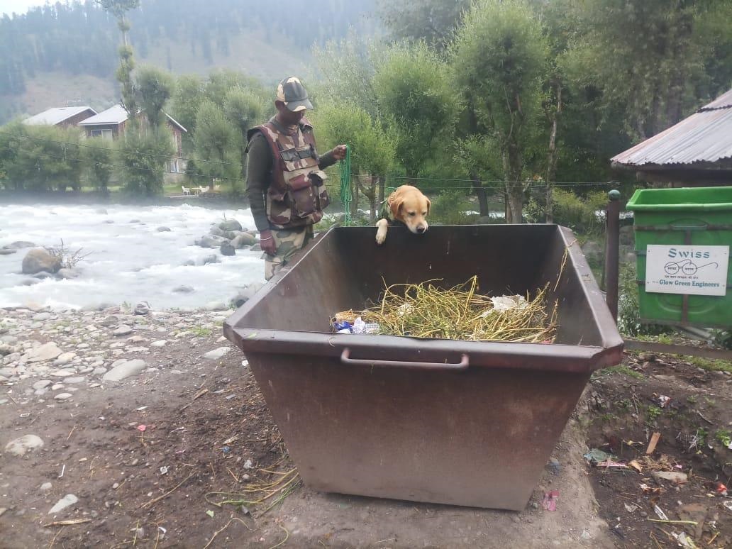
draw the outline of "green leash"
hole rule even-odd
[[[338,166],[340,172],[340,203],[346,209],[346,217],[343,225],[348,227],[351,225],[351,201],[353,195],[351,193],[351,147],[346,147],[346,158],[340,161]]]

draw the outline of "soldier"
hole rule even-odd
[[[346,145],[318,155],[304,116],[313,104],[298,78],[280,83],[274,106],[277,114],[247,136],[247,193],[268,280],[313,237],[313,225],[330,203],[322,170],[346,156]]]

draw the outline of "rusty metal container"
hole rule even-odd
[[[324,492],[523,509],[591,373],[622,357],[578,244],[551,225],[390,228],[381,247],[374,236],[328,231],[224,325],[303,480]],[[363,308],[384,283],[450,287],[474,274],[491,295],[550,283],[556,342],[331,333],[335,313]]]

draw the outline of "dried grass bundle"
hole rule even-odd
[[[378,333],[467,341],[552,343],[556,335],[557,305],[548,308],[548,285],[531,298],[491,298],[477,293],[477,277],[447,290],[420,284],[387,286],[381,303],[365,310],[339,313],[335,320],[360,316],[379,326]]]

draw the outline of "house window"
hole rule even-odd
[[[92,130],[92,137],[101,137],[105,139],[112,138],[112,130]]]

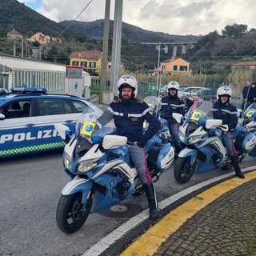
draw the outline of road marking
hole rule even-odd
[[[154,255],[161,245],[189,218],[225,193],[256,178],[256,171],[246,174],[245,179],[233,178],[198,194],[172,210],[139,237],[120,256]]]
[[[253,171],[255,170],[255,166],[247,167],[242,170],[243,172],[246,171]],[[185,189],[166,199],[158,203],[160,209],[164,209],[165,207],[170,206],[171,203],[179,200],[182,197],[190,194],[192,192],[197,191],[199,189],[202,189],[208,185],[210,185],[214,182],[222,181],[226,178],[229,178],[231,176],[234,176],[234,173],[230,172],[226,174],[223,174],[205,182],[200,182],[198,184],[194,185],[187,189]],[[239,179],[241,181],[247,181],[247,175],[246,174],[246,179]],[[237,178],[238,179],[238,178]],[[134,228],[137,225],[139,225],[143,221],[149,218],[149,210],[146,209],[139,214],[131,218],[127,222],[122,224],[117,229],[108,234],[102,239],[98,241],[95,245],[94,245],[91,248],[86,250],[82,256],[98,256],[104,252],[107,248],[109,248],[112,244],[116,242],[118,239],[120,239],[123,235],[127,234],[130,230]],[[125,252],[125,251],[124,251]],[[132,255],[132,254],[130,254]]]

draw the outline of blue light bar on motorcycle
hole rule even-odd
[[[72,131],[71,130],[65,130],[65,134],[67,136],[71,136],[72,135]]]
[[[93,142],[93,143],[100,143],[102,142],[102,137],[100,136],[92,136],[91,137],[91,141]]]
[[[11,87],[10,90],[12,93],[46,93],[46,88],[38,88],[38,87]]]
[[[203,126],[205,124],[206,124],[206,122],[205,122],[205,121],[198,121],[198,126]]]

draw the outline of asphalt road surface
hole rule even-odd
[[[255,165],[256,158],[247,156],[241,167]],[[188,183],[180,185],[174,180],[173,168],[174,164],[155,183],[158,202],[230,172],[217,170],[194,175]],[[90,214],[80,230],[65,234],[56,225],[55,213],[62,189],[68,180],[62,170],[61,151],[0,160],[0,256],[82,255],[147,208],[145,194],[132,198],[122,202],[128,210],[108,210]]]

SET TASK -> Change every "draw the outline of" in the records above to "trace the boundary of" and write out the records again with nothing else altered. Leave the pictures out.

ANSWER TO THE PROBLEM ->
trace the boundary of "green leash"
hole rule even-odd
[[[338,166],[340,172],[340,203],[346,209],[346,217],[343,225],[348,227],[351,225],[351,201],[353,195],[351,193],[351,147],[346,147],[346,158],[340,161]]]

trace the boundary of "soldier"
hole rule even-odd
[[[346,145],[318,155],[304,116],[313,104],[298,78],[280,83],[274,106],[277,114],[247,136],[247,193],[268,280],[313,237],[313,225],[330,203],[322,170],[346,156]]]

trace the boundary of "rusty metal container"
hole rule even-odd
[[[324,492],[523,509],[591,373],[622,357],[578,244],[551,225],[390,228],[381,247],[374,236],[328,231],[224,325],[303,480]],[[363,308],[384,283],[450,287],[474,274],[491,295],[550,283],[556,342],[331,333],[335,313]]]

trace the boundary of "dried grass bundle"
hole rule even-odd
[[[378,333],[467,341],[552,343],[556,335],[557,305],[548,308],[548,285],[531,298],[491,298],[477,293],[477,277],[447,290],[420,284],[387,286],[381,303],[365,310],[339,313],[335,320],[360,316],[379,326]]]

trace the boundary of "house window"
hole rule even-odd
[[[92,130],[92,137],[101,137],[105,139],[112,138],[112,130]]]

trace the boundary of road marking
hole rule even-odd
[[[154,255],[161,245],[189,218],[225,193],[256,178],[256,171],[246,174],[245,179],[233,178],[198,194],[172,210],[139,237],[120,256]]]
[[[253,171],[255,170],[255,166],[247,167],[242,170],[243,172],[246,171]],[[185,189],[166,199],[158,203],[160,209],[164,209],[165,207],[170,206],[171,203],[179,200],[182,197],[190,194],[192,192],[197,191],[199,189],[202,189],[208,185],[210,185],[214,182],[222,181],[226,178],[229,178],[231,176],[234,176],[234,173],[230,172],[226,174],[223,174],[205,182],[200,182],[198,184],[194,185],[187,189]],[[239,179],[241,181],[247,181],[247,175],[246,174],[246,179]],[[237,178],[238,179],[238,178]],[[134,228],[137,225],[139,225],[143,221],[149,218],[149,210],[146,209],[139,214],[131,218],[127,222],[122,224],[117,229],[108,234],[102,239],[98,241],[95,245],[94,245],[91,248],[86,250],[82,256],[98,256],[104,252],[107,248],[109,248],[112,244],[116,242],[118,239],[120,239],[123,235],[127,234],[130,230]],[[125,252],[125,251],[124,251]],[[132,255],[132,254],[130,254]]]

trace the boundary of blue light bar on motorcycle
hole rule even-odd
[[[72,131],[71,130],[65,130],[65,134],[67,136],[71,136],[72,135]]]
[[[93,142],[93,143],[100,143],[102,142],[102,137],[100,136],[92,136],[91,137],[91,141]]]
[[[11,87],[10,90],[12,93],[46,93],[46,88],[38,88],[38,87]]]
[[[203,126],[205,124],[206,124],[206,122],[205,122],[205,121],[198,121],[198,126]]]

trace the boundary of asphalt road surface
hole rule even-odd
[[[255,165],[256,158],[247,156],[241,167]],[[188,183],[180,185],[174,180],[173,168],[174,164],[155,183],[158,202],[230,172],[217,170],[194,175]],[[90,214],[80,230],[65,234],[56,225],[55,213],[62,189],[68,180],[62,170],[61,151],[0,160],[0,256],[82,255],[147,208],[145,194],[132,198],[122,202],[128,210],[108,210]]]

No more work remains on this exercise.